### Task directions:
Print the complete set of entries exactly.

### Data listing:
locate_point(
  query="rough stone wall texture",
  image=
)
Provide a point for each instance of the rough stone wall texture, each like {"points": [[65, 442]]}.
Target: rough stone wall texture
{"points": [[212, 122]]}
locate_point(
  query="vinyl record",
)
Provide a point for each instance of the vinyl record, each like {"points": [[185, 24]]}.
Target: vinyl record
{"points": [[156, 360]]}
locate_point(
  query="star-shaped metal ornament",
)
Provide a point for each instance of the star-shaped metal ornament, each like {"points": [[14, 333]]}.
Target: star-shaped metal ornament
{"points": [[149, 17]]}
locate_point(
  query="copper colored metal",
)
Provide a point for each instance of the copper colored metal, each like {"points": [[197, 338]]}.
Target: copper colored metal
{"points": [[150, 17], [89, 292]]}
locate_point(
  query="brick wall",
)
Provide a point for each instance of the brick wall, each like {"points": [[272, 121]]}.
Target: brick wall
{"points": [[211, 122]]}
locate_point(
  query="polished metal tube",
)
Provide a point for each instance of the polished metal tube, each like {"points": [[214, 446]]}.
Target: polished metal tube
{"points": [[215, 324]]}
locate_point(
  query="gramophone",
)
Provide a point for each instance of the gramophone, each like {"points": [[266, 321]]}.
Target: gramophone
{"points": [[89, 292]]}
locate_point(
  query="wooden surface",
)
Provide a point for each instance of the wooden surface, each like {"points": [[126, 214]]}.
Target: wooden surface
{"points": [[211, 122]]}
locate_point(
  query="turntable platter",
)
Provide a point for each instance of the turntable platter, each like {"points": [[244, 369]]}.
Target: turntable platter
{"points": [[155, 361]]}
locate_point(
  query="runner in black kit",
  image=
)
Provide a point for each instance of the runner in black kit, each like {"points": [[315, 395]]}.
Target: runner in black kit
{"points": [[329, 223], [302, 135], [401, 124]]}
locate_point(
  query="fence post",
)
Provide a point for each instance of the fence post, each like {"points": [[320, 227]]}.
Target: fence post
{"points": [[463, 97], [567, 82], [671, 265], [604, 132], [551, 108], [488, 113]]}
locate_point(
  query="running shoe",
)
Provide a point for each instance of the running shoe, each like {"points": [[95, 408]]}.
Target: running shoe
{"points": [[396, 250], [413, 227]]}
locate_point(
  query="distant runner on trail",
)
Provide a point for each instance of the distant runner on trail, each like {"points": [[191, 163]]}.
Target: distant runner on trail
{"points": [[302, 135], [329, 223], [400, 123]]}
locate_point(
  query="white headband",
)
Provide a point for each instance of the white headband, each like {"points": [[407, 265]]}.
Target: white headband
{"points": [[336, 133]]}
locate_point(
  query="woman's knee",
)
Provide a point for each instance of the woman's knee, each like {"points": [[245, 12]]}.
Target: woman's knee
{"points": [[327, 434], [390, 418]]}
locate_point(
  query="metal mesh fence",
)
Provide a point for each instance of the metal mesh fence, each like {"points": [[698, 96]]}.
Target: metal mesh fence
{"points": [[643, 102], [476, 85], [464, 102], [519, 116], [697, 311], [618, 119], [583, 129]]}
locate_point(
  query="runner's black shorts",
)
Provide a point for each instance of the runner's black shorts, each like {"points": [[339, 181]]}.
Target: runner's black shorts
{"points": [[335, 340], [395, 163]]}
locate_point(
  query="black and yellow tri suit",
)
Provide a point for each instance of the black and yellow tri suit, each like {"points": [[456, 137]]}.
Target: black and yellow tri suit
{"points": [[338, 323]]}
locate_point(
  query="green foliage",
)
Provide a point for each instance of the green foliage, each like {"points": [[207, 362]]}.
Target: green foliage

### Reply to the exercise:
locate_point(
  query="rough stone wall texture",
  image=
)
Provide a point for each instance of the rough stone wall texture, each like {"points": [[65, 442]]}.
Target: rough stone wall texture
{"points": [[212, 122]]}
locate_point(
  query="vinyl record",
)
Provide a point for each instance of the vinyl record, each like {"points": [[185, 24]]}.
Target: vinyl record
{"points": [[156, 360]]}
locate_point(
  query="star-shaped metal ornament",
)
Provide a point for each instance of the star-shaped metal ornament, each like {"points": [[14, 333]]}.
Target: star-shaped metal ornament
{"points": [[149, 17]]}
locate_point(
  query="copper colored metal",
)
Provide a point for each instance of the copper colored metal, each like {"points": [[197, 338]]}.
Target: copper colored metal
{"points": [[150, 17], [89, 292]]}
locate_point(
  query="brick wall",
)
Provide a point for each instance of the brick wall, each like {"points": [[272, 121]]}.
Target: brick wall
{"points": [[211, 122]]}
locate_point(
  query="polished metal tube",
)
Provide a point for each instance of the polished metal tube, each like {"points": [[214, 446]]}.
Target: polished metal tube
{"points": [[215, 324]]}
locate_point(
  query="gramophone",
)
Provide a point for each instance of the gramophone, each like {"points": [[266, 321]]}.
Target: gramophone
{"points": [[89, 292]]}
locate_point(
  query="wooden surface",
)
Provide a point for each instance of the wooden surface, each like {"points": [[126, 214]]}.
Target: wooden surface
{"points": [[211, 122]]}
locate_point(
  query="turntable platter",
)
Provide a point for each instance of the turntable platter, each like {"points": [[244, 369]]}.
Target: turntable platter
{"points": [[155, 361]]}
locate_point(
  query="runner in black kit",
  image=
)
Provide a point for each instance of the runner in black kit, each like {"points": [[315, 395]]}.
Target: runner in black kit
{"points": [[329, 223], [302, 135], [401, 124]]}
locate_point(
  query="fence post",
)
Provide a point for each instance of the fence post, each like {"points": [[320, 227]]}.
Target: fence post
{"points": [[463, 97], [567, 82], [671, 265], [604, 132], [551, 108], [488, 113]]}
locate_point(
  query="running shoe",
)
Provide a point for each instance of the running shoe, each like {"points": [[95, 408]]}.
Target: running shoe
{"points": [[396, 250], [413, 227]]}
locate_point(
  query="distant runner on trail",
)
Provide a point for each instance of the distant runner on trail, each like {"points": [[191, 163]]}.
Target: distant runner on trail
{"points": [[302, 135], [329, 223], [400, 123]]}
locate_point(
  query="white headband",
)
Provide a point for each instance of the white headband, each like {"points": [[407, 265]]}.
Target: white headband
{"points": [[336, 133]]}
locate_point(
  query="woman's knee",
)
Provide a point for each instance of the woman's knee, each like {"points": [[245, 12]]}.
Target: woman's knee
{"points": [[327, 434], [390, 418]]}
locate_point(
  query="metal mesh fence",
)
Provide a point for each instance of the metal mesh fence, each like {"points": [[698, 96]]}.
Target: metal mesh fence
{"points": [[643, 102], [476, 85], [464, 102], [519, 116], [697, 311], [618, 119], [583, 129]]}
locate_point(
  query="runner's black shorts",
)
Provide a point for each instance of the runner's black shorts, each like {"points": [[339, 181]]}.
Target: runner's black shorts
{"points": [[335, 340], [395, 163]]}
locate_point(
  query="black and yellow tri suit",
)
Provide a point for each instance of the black and yellow tri suit, each like {"points": [[456, 137]]}.
Target: black and yellow tri suit
{"points": [[338, 323]]}
locate_point(
  query="green foliage",
)
Provide a point for each instance of the green foliage, each like {"points": [[207, 362]]}.
Target: green foliage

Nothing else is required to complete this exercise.